Task
Please format the records below as a numbered list, leaving out blank lines and pictures, beginning at the line that contains "Please trace the outline of every instance of the white" and stopping after the line that contains "67], [388, 85]]".

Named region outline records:

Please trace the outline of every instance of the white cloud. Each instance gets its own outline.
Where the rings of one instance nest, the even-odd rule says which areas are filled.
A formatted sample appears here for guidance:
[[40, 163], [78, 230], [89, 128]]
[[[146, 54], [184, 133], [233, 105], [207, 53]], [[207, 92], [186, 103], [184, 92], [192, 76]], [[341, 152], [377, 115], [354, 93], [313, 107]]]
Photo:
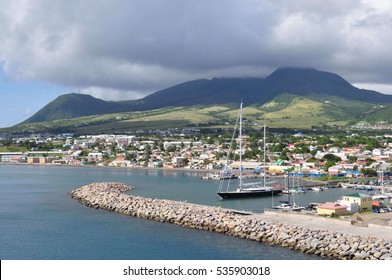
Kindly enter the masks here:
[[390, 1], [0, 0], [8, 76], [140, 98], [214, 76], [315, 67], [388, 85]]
---
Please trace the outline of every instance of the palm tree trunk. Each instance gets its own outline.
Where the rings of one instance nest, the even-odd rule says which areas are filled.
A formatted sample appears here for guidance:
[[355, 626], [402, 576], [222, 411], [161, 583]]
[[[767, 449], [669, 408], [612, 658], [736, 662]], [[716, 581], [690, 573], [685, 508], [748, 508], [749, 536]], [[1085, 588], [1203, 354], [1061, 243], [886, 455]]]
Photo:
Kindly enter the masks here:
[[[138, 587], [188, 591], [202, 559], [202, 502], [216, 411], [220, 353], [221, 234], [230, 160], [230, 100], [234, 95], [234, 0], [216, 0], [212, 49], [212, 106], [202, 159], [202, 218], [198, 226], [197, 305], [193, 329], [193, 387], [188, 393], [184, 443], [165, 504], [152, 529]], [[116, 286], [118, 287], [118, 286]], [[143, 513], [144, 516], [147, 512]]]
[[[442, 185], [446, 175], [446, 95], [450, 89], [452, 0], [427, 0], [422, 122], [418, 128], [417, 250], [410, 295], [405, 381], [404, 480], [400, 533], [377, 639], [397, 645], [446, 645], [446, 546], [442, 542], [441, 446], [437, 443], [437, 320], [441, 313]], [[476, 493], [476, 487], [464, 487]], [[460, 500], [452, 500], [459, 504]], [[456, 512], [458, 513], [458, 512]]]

Final answer
1. Please trace the outline of every instance of the white cloud. Each instance gets its own outline.
2. Where the rings of one instance nest, the even-odd rule says which areas are filled.
3. A formatted sample appears here for guidance:
4. [[40, 163], [78, 230], [89, 128]]
5. [[[146, 54], [184, 133], [233, 105], [207, 53]], [[207, 92], [186, 103], [184, 92], [192, 76]], [[341, 152], [377, 115], [354, 93], [313, 107]]]
6. Photo:
7. Kindly enter the masks here:
8. [[390, 1], [0, 0], [8, 76], [140, 98], [214, 76], [315, 67], [388, 85]]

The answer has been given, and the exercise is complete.